> **ACTIONS TO TAKE**
**1)** In the container configuration excerpt, translate this sentence into Spanish: "Library X version 1.2.3 is vulnerable to remote code execution."
**2)** List every resource value set in the solution under "Missing Resource Limits" in the container configuration excerpt, and mark each as a limit or a request.
**3)** Answer these from the container configuration excerpt:
(a) Which image do both containers use?
(b) What severity does the scanner output give CVE-2022-12345?
(c) Which base image does the original Dockerfile start from?

> **DOCUMENT SECTION**
┌────────
2. Missing Resource Limits

Problem:

yaml
# Container without resource limits
containers:
- name: unlimited-app
image: myapp:latest
# No resource limits - could lead to resource exhaustion

Solution:

yaml
# Container with resource limits
containers:
- name: limited-app
image: myapp:latest
resources:
limits:
cpu: "1"
memory: "512Mi"
requests:
cpu: "0.5"
memory: "256Mi"

3. Vulnerable Dependencies

When your scanning tool identifies a vulnerable dependency:

bash
# Example scanner output:
CVE-2022-12345: High severity - Library X version 1.2.3 is vulnerable to remote code execution

Solution:

dockerfile
# Original Dockerfile
FROM node:14
COPY package.json .
RUN npm install
# ...rest of Dockerfile

# Fixed Dockerfile
FROM node:14
COPY package.json .
└────────
> **ENTRIES SUPPLIED**
┌────────
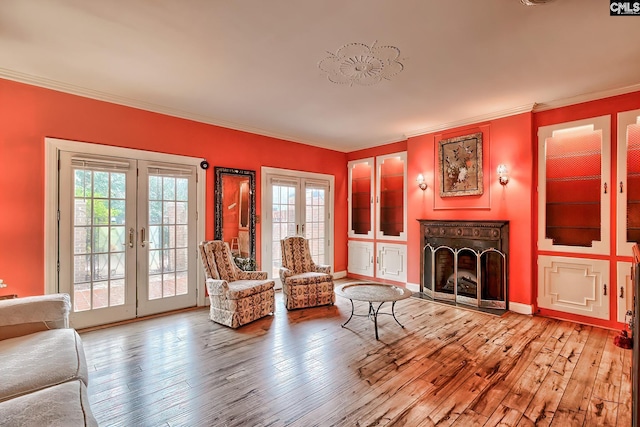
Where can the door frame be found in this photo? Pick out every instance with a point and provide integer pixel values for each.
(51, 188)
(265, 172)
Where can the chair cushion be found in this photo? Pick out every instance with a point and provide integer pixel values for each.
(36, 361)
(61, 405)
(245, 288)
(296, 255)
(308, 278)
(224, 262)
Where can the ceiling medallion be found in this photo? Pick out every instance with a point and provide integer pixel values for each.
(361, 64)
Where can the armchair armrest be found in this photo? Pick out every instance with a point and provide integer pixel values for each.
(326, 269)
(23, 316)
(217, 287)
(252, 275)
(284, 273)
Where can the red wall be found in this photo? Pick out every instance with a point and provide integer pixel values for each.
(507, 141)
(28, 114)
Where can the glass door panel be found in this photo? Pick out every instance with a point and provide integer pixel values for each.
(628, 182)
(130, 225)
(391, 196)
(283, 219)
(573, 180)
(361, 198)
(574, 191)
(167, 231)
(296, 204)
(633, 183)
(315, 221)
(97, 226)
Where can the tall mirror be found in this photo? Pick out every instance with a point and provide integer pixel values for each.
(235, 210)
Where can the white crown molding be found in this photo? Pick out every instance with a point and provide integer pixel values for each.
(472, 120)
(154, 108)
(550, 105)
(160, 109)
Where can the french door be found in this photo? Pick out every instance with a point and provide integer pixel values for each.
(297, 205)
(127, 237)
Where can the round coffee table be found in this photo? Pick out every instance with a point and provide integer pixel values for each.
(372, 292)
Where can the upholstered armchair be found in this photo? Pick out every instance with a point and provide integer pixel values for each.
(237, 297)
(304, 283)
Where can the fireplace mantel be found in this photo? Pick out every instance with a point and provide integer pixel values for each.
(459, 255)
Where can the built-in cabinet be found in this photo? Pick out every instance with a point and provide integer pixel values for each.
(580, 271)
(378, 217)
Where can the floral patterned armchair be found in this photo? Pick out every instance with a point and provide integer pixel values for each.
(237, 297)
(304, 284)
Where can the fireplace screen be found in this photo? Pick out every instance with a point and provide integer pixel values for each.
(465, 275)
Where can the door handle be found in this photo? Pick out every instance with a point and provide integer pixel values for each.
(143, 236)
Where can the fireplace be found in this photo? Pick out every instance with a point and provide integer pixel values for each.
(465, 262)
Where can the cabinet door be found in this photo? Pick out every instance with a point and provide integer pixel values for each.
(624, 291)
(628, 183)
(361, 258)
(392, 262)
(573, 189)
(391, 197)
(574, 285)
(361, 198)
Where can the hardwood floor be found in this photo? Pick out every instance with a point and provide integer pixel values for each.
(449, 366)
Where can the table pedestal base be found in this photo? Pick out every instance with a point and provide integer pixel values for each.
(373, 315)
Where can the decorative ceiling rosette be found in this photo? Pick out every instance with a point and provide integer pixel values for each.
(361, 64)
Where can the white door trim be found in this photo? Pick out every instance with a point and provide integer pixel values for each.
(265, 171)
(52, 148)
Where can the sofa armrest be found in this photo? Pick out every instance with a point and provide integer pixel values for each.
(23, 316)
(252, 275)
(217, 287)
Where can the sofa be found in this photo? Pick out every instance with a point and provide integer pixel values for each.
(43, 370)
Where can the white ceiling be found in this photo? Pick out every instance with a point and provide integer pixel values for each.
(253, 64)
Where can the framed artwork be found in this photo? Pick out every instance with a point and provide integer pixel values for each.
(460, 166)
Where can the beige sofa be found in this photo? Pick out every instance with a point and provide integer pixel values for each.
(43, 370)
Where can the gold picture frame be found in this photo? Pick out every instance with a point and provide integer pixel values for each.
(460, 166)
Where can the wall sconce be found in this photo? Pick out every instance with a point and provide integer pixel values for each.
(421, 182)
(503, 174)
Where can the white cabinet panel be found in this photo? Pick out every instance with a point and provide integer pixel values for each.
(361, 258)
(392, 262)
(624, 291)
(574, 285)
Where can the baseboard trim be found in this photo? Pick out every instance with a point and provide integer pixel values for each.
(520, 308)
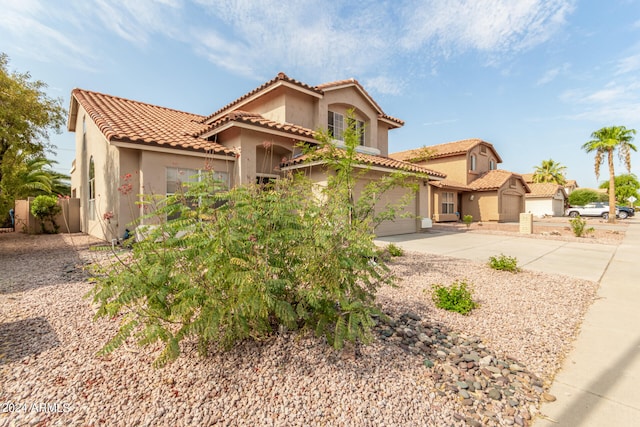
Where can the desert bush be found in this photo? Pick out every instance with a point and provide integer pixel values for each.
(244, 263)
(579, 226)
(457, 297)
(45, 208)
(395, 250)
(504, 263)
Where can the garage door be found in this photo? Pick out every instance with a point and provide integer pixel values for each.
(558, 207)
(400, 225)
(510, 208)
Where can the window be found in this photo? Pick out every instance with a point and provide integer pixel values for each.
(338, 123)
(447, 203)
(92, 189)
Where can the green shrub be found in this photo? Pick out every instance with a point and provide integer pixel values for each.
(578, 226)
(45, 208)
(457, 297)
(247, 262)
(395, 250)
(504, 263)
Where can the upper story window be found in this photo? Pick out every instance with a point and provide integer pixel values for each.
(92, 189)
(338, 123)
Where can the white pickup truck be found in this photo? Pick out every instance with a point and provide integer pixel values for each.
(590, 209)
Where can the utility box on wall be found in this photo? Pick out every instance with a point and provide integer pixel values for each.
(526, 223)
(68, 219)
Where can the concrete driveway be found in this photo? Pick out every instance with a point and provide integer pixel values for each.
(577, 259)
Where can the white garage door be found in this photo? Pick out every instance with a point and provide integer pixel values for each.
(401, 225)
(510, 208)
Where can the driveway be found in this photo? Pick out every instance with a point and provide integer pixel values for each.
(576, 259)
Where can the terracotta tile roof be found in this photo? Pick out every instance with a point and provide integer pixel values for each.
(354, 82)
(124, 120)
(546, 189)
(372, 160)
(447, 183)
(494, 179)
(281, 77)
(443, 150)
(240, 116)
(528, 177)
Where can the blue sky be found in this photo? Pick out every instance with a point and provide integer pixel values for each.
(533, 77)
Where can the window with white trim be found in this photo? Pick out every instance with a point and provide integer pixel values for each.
└────────
> **ANSWERS TO THE PROBLEMS**
**1)** La biblioteca X versión 1.2.3 es vulnerable a la ejecución remota de código.

**2)**
- Limit: cpu "1"
- Limit: memory "512Mi"
- Request: cpu "0.5"
- Request: memory "256Mi"

**3)**
(a) myapp:latest
(b) High
(c) node:14